TO DO
Substitute "polygons" for "outlines" throughout the rows that follow, and reproduce them with every other character unchanged.

RECORDS TO USE
━━━━

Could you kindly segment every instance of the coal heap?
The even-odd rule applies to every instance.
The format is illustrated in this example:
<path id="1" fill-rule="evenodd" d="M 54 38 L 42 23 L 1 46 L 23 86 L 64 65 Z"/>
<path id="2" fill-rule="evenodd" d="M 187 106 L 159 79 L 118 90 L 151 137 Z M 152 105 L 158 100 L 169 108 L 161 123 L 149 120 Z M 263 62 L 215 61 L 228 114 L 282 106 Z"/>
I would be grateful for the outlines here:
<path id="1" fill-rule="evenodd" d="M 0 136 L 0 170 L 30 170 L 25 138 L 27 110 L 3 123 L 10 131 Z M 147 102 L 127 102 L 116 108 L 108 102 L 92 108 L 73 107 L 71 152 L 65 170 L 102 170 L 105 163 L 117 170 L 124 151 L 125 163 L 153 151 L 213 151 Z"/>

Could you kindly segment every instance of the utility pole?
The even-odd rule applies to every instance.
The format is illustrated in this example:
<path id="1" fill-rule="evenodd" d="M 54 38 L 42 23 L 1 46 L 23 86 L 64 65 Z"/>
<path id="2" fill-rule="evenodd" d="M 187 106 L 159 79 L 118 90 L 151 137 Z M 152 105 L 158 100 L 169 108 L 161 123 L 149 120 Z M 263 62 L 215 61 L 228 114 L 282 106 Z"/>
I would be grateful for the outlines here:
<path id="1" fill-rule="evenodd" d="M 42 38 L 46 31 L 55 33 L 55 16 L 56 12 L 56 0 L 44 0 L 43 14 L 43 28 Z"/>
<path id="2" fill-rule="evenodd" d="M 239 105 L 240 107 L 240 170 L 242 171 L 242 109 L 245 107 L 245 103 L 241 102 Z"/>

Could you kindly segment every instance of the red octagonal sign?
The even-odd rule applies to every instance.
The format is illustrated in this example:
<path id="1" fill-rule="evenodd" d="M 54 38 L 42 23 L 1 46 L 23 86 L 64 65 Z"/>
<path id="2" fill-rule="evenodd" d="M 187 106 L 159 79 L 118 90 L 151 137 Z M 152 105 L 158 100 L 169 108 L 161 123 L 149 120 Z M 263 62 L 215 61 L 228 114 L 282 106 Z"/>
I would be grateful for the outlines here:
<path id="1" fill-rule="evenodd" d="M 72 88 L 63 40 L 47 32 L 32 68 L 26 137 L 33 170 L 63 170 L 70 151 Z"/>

━━━━

RESPONSE TO THIS TASK
Could you kindly segment every instance of the coal heap?
The even-odd rule applies to every instance.
The format is illustrated in this example:
<path id="1" fill-rule="evenodd" d="M 54 38 L 42 23 L 1 46 L 23 86 L 64 65 Z"/>
<path id="2" fill-rule="evenodd" d="M 187 106 L 159 79 L 118 90 L 151 137 Z M 152 105 L 158 100 L 169 108 L 161 123 L 149 120 Z M 263 62 L 215 61 L 228 114 L 282 106 Z"/>
I would be grateful for the polygons here:
<path id="1" fill-rule="evenodd" d="M 0 136 L 0 170 L 30 170 L 25 138 L 27 110 L 3 123 L 10 131 Z M 147 102 L 127 102 L 116 108 L 108 102 L 92 108 L 73 107 L 71 152 L 65 170 L 102 170 L 105 163 L 117 170 L 124 151 L 125 163 L 153 151 L 213 151 Z"/>

Could you kindly segment every instance of the utility pole?
The even-odd rule applies to every instance.
The format is illustrated in this example:
<path id="1" fill-rule="evenodd" d="M 54 38 L 42 23 L 1 46 L 23 86 L 64 65 Z"/>
<path id="2" fill-rule="evenodd" d="M 187 106 L 159 79 L 118 90 L 151 137 Z M 152 105 L 158 100 L 169 108 L 161 123 L 149 120 Z M 263 62 L 215 61 L 228 114 L 282 106 Z"/>
I would be grateful for the polygons here:
<path id="1" fill-rule="evenodd" d="M 42 38 L 46 31 L 55 33 L 55 16 L 56 12 L 56 0 L 44 0 L 43 14 L 43 28 Z"/>
<path id="2" fill-rule="evenodd" d="M 239 105 L 240 107 L 240 170 L 242 171 L 242 109 L 245 107 L 245 103 L 241 102 Z"/>

Could you kindly segment every instance of the red octagonal sign?
The even-odd rule applies to every instance.
The format is illustrated in this example:
<path id="1" fill-rule="evenodd" d="M 54 38 L 42 23 L 1 46 L 23 86 L 64 65 Z"/>
<path id="2" fill-rule="evenodd" d="M 187 106 L 159 79 L 118 90 L 151 137 Z M 152 105 L 158 100 L 169 108 L 161 123 L 149 120 Z M 263 62 L 215 61 L 228 114 L 282 106 Z"/>
I would be grateful for the polygons here:
<path id="1" fill-rule="evenodd" d="M 72 88 L 63 40 L 47 32 L 32 68 L 26 137 L 33 170 L 63 170 L 70 151 Z"/>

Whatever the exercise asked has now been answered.